===== Given passage =====
Humpback whales - snorkelling with these huge magestic creatures

Swimming with the whales - YES, that close :)

Tonga was a last minute addition to my Pacific trip. I was in Fiji, I was having an incredibly amazing time and decided that I would rather stay for an extra 3 weeks in the area before heading back. The joys of solo traveling is that you can decide anytime to change plans.

I had chosen Tonga because, when I entered the only bookstore in Suva, the guide for Tonga and Samoa was the only travel guide they had so it was fate which took me there. I knew nothing about what to expect before I boarded the plane but in hindsight, it was an excellent choice!

Only a short flight away from Suva, the capital Nuku'alofa, is nothing extraordinary to write home about but its charm lies in the peacefulness of life. 

It is a sleepy quiet town with badly lit streets, barking and quite scary dogs, barely any taxis and nothing much to see or do other than wander the streets, go on a dive, swim with the humpback whales and explore the many beautiful beaches. 

As many of the really small countries in that part of the world there is not a lot of choice for tourists or visitors and one of the best known places to stay is either a guesthouse or a backpacking place owned by a famous British man who also doubles as a tourist guide taking people on the only island round tour on his minivan. This takes no longer than a few hours during which you can marvel yourself at the many completely empty pretty beaches with white powder sand and crystal clear waters and count the numerous Mormon churches that dot the city. The Mormons have left a mark in the area, not just in Tonga but across the Pacific, building churches and schools. 


Whale jumping




The other interesting phenomenon are the blowholes, which on a good day, regurgitate water violently. The guide also likes to point at the many crops being grown which he avidly describes with an incredible amount of detail only a farmer would know. You can't hep but remember that being in such a remote part of the world whatever can be grown locally is part of the common diet whereas what has to be imported is expensive and its provisioning erratic.


But the most exhilarating sight in the trip is the occasional humpback whale spotted in the horizon jumping off the water, splashing and dipping back in. In the peak summer months they are everywhere.

Although you can swim with them from the capital it is much better to fly (or take the ferry - overnight) to the Vava'u archipelago islands where not only sightings are kind of guaranteed but the surroundings are much more beautiful and peaceful. And if you are lucky, you will see them from the plane - I was allowed on the cockpit and saw them from the air, that was spectacular!

The whole loop, out and in again
I arrived in Vava'u with the intention of diving and swimming with the whales and I was quickly acquainted with the ways of the islands. As soon as I got out of my hotel looking for the dive centre I met a couple of Aussies who were there for a few months volunteering with environmental associations and I was quickly set for the next day. 

Life in the islands is peaceful as expected but something very peculiar happens in Vava'u. Because the port is a very protected and safe anchorage for large luxury yachts it attracts a lot of private yachts who are moored there for long periods of time when the owners are back home. Expats are overrepresented there with not only the super yachts' crew spending evenings on shore after finishing their shift but also with a relevant amount of foreigners who manage the local tourism businesses: sailing, diving, whale watching, quad biking, etc. all are owned by Americans, Aussies or Kiwis. 

Saying hi!


Additionally, there are a couple of NGOs and Peace Corp deployments further increasing the expat numbers. So out of a population of around 1,000 people there are about 100+ foreigners in the most visible places downtown. Pop into any bar/restaurant and you will be surprised at the football being shown on TV, the Trivia nights, the drag queen shows or the full moon parties. Prices of food and drinks will also shock you. Collateral damage of so many relatively wealthy people in a very remote place.
===== Supplied data =====
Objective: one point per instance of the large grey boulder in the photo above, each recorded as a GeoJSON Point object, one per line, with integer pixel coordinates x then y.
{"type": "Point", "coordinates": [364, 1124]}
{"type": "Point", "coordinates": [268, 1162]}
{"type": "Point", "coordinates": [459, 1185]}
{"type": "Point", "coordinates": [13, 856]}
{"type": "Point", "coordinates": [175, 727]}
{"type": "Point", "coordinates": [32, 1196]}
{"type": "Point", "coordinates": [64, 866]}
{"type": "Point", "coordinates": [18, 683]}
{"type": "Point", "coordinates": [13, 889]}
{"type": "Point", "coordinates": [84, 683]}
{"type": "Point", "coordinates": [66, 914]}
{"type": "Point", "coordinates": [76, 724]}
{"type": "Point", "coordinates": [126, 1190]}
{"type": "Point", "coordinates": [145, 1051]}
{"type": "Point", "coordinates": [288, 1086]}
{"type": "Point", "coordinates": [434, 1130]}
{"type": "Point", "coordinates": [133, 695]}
=====
* [Things to do]:
1 > From the Tonga travel account, reproduce the portion starting with "Only a short" and going on through "many beautiful beaches.", swapping "sleepy" for "drowsy".
2 > In the Tonga travel account, what was the only travel guide available at the bookstore in Suva?
The records are not required for any of this work.

* [Set of answers]:
1 >
Only a short flight away from Suva, the capital Nuku'alofa, is nothing extraordinary to write home about but its charm lies in the peacefulness of life. 

It is a drowsy quiet town with badly lit streets, barking and quite scary dogs, barely any taxis and nothing much to see or do other than wander the streets, go on a dive, swim with the humpback whales and explore the many beautiful beaches.

2 > The guide for Tonga and Samoa.